* [Aim of the exercise]
Reproduce the records from the line with "Target: shadow on lawn" to the line with "(852, 1098)", substituting "lamp" for "lantern" and leaving everything else unchanged.

* [Point annotation dataset records]
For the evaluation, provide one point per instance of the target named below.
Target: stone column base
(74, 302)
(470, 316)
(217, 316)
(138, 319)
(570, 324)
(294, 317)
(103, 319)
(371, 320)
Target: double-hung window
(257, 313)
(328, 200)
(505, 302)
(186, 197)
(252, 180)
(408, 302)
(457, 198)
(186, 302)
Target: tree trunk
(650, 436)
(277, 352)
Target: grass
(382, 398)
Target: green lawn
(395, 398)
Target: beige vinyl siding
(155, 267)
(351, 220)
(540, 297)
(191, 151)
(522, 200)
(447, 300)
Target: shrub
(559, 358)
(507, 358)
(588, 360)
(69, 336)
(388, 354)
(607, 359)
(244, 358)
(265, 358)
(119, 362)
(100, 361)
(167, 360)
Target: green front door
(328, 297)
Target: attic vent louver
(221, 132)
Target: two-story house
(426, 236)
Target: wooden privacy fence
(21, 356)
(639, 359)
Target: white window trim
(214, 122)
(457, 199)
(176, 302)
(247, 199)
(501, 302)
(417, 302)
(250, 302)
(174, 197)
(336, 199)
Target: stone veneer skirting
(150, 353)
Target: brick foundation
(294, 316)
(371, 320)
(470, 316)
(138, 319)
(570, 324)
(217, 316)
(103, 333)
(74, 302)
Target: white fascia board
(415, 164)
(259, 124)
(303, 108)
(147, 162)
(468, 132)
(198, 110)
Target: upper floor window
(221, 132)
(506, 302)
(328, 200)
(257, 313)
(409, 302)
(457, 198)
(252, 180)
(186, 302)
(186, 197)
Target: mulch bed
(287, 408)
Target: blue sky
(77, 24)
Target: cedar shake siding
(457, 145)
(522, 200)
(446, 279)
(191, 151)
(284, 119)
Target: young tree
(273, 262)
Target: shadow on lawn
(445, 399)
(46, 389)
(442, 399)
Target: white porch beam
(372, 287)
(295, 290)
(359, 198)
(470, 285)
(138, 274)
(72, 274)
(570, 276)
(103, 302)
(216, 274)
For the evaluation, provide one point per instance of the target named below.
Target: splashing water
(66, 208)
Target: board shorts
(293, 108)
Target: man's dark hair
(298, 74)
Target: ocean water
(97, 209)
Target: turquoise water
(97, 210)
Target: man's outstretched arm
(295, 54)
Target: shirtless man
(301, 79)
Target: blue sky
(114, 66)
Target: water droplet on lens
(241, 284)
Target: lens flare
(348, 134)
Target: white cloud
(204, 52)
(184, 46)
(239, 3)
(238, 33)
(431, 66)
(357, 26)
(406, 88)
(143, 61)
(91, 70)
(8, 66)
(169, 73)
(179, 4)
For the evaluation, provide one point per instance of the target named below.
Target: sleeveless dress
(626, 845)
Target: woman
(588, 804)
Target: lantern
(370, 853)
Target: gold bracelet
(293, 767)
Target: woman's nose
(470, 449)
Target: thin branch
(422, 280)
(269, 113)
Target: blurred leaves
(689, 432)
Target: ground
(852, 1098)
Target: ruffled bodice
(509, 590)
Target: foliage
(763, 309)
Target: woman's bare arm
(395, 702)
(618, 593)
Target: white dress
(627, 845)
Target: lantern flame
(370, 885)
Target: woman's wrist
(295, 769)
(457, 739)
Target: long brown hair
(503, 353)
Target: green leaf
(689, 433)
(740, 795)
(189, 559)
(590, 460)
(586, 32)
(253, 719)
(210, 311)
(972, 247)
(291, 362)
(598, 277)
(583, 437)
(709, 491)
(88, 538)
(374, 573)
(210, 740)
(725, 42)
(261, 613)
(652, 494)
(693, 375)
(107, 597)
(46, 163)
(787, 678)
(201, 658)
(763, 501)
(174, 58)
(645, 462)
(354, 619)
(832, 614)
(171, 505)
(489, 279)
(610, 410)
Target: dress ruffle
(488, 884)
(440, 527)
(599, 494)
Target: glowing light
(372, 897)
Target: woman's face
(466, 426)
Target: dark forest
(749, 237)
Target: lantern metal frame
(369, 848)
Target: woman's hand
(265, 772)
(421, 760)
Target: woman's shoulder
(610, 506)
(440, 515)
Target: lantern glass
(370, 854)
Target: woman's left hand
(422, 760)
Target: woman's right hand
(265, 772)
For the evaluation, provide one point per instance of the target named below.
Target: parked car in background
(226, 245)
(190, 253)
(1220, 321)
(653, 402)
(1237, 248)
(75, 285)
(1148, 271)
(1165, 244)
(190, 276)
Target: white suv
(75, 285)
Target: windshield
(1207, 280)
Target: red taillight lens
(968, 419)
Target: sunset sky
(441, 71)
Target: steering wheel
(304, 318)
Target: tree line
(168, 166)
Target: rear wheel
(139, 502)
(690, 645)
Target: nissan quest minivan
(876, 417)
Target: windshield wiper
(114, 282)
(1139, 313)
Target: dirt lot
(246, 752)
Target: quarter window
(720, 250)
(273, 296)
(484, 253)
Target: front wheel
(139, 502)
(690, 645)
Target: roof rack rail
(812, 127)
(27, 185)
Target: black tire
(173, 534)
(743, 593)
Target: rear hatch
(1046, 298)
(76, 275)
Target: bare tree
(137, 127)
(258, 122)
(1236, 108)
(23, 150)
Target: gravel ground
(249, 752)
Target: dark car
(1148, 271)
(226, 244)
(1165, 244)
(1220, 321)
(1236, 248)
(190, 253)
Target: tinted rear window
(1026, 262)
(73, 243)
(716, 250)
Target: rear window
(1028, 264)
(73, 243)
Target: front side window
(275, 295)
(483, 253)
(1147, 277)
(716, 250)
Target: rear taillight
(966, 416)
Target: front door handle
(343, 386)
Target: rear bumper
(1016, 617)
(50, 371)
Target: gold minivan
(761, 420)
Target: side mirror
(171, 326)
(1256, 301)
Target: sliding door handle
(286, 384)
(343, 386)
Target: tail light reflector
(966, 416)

* [Result of the exercise]
Target: shadow on lawn
(445, 399)
(46, 389)
(442, 399)
Target: white porch beam
(372, 287)
(295, 290)
(359, 198)
(470, 285)
(138, 274)
(72, 274)
(570, 276)
(103, 302)
(216, 274)
For the evaluation, provide one point per instance of the target named below.
Target: splashing water
(66, 208)
Target: board shorts
(293, 108)
Target: man's dark hair
(298, 74)
Target: ocean water
(97, 209)
Target: turquoise water
(97, 210)
Target: man's outstretched arm
(295, 54)
Target: shirtless man
(301, 79)
Target: blue sky
(114, 66)
Target: water droplet on lens
(241, 284)
Target: lens flare
(348, 134)
Target: white cloud
(204, 52)
(184, 46)
(239, 3)
(238, 33)
(431, 66)
(357, 26)
(406, 88)
(143, 61)
(91, 70)
(8, 66)
(169, 73)
(179, 4)
For the evaluation, provide one point per instance of the target named below.
Target: sleeveless dress
(626, 845)
Target: woman
(588, 804)
Target: lamp
(370, 853)
Target: gold bracelet
(293, 767)
Target: woman's nose
(470, 449)
Target: thin branch
(422, 280)
(269, 113)
Target: blurred leaves
(689, 432)
Target: ground
(852, 1098)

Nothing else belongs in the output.